_Problem_. Rewrite the stretch from the start of the material through the line that contains "List every instance of the white", replacing "instance" with "occurrence" and leaving everything else unchanged. Leave the pictures out of your answer.

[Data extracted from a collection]
********

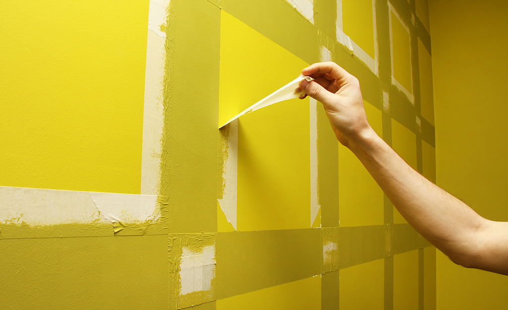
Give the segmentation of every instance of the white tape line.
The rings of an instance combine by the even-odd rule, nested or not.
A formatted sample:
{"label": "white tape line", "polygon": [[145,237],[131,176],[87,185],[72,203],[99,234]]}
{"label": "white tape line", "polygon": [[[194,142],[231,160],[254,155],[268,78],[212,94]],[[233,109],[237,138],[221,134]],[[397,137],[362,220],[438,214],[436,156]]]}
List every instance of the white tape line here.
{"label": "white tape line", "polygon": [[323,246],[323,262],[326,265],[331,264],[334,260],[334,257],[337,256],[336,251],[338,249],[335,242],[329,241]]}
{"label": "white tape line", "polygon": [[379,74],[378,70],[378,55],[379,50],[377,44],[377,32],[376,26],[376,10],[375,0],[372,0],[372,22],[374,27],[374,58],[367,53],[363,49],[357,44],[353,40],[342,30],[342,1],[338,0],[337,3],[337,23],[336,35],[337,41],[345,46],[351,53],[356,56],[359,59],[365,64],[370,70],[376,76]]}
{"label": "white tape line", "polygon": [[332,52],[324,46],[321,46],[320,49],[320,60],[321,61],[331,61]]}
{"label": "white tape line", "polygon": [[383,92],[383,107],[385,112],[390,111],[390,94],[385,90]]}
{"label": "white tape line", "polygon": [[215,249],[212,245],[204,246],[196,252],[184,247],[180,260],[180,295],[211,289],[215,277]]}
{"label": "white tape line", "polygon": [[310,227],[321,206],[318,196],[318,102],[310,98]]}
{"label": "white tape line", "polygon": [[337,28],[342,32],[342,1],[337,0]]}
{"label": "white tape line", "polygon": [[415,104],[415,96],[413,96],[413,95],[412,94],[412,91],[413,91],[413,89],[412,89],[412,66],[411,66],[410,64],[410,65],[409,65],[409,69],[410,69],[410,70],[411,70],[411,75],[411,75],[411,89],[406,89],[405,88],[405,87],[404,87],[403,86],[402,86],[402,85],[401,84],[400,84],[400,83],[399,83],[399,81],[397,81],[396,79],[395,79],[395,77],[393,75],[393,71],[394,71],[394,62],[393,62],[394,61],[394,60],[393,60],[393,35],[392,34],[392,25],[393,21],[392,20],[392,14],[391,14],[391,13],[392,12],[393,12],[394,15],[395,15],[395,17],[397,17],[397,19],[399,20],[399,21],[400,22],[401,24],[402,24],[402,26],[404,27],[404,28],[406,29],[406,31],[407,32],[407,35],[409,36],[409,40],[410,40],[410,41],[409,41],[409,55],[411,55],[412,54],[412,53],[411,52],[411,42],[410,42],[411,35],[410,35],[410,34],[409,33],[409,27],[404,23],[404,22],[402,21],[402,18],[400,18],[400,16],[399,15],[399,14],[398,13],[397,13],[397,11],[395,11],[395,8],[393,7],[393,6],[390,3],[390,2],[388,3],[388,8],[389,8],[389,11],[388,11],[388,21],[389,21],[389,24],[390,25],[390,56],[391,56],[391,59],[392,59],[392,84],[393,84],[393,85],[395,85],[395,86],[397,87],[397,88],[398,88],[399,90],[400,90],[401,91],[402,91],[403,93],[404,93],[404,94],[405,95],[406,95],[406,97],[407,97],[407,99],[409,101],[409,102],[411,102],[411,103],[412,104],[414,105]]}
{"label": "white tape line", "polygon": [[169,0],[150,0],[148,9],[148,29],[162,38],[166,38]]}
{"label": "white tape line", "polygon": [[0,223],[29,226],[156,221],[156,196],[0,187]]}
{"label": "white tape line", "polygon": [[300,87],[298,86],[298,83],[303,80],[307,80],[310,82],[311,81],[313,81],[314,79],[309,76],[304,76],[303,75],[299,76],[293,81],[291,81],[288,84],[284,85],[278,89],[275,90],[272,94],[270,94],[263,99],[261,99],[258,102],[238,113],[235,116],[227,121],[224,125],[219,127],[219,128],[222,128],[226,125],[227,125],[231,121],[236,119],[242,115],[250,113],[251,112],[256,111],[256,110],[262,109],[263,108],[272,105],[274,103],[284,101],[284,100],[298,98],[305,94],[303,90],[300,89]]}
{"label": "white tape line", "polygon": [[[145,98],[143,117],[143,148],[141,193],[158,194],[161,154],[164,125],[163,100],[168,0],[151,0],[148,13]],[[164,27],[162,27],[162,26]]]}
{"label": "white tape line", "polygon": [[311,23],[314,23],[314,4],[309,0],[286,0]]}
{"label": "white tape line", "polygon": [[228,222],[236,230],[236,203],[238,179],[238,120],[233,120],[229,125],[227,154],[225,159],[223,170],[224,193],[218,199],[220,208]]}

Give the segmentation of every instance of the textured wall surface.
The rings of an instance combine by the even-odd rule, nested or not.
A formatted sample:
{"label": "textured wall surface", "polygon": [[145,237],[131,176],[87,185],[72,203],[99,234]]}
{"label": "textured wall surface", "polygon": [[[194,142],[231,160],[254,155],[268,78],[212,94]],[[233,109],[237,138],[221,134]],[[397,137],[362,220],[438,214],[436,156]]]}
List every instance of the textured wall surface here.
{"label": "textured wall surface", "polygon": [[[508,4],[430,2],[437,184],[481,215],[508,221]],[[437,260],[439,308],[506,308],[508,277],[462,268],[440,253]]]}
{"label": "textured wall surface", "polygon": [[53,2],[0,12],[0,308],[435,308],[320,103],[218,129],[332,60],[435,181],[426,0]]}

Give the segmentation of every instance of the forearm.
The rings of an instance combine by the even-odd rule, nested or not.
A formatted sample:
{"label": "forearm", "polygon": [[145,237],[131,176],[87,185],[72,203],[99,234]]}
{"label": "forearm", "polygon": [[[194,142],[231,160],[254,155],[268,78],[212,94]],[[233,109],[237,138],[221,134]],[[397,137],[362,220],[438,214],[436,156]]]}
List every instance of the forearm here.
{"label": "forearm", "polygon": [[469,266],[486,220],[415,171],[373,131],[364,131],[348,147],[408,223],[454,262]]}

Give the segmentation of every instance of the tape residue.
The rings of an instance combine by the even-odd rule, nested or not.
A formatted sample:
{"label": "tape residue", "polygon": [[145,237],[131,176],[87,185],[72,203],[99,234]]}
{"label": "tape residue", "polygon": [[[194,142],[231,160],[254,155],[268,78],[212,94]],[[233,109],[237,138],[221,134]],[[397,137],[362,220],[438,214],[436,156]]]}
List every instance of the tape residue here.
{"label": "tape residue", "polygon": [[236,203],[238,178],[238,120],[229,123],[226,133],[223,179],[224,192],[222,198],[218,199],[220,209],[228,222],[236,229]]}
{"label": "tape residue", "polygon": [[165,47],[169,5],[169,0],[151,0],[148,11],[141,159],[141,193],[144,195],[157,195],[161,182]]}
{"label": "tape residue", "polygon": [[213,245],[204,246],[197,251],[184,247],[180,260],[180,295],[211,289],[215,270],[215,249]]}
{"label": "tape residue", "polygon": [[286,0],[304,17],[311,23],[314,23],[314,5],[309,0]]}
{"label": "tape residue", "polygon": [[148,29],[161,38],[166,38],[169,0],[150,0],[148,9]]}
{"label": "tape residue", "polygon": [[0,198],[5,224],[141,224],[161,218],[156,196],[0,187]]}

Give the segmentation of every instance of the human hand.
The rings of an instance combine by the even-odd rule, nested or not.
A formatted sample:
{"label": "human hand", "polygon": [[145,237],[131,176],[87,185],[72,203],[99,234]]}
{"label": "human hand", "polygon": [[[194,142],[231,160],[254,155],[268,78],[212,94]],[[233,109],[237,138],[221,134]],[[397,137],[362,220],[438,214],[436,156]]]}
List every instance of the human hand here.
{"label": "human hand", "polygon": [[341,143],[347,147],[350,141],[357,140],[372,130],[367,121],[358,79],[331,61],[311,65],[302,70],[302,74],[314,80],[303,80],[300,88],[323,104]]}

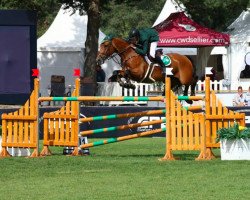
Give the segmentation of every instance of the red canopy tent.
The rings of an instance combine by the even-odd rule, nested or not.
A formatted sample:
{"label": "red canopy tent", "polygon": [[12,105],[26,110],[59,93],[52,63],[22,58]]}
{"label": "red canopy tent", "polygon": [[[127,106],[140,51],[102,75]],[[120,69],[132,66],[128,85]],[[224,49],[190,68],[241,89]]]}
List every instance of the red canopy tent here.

********

_Full output_.
Give the segmentation of every occurrence of the white tape line.
The rings of an occurrence combine by the even-odd rule, nested or not.
A formatted sample:
{"label": "white tape line", "polygon": [[145,237],[131,176],[87,185],[72,203],[99,234]]}
{"label": "white tape line", "polygon": [[[194,142],[231,160],[254,155],[268,78],[212,94]],[[233,109],[237,138],[221,134]],[[397,137],[362,220],[438,214],[436,156]]]}
List every occurrence of the white tape line here.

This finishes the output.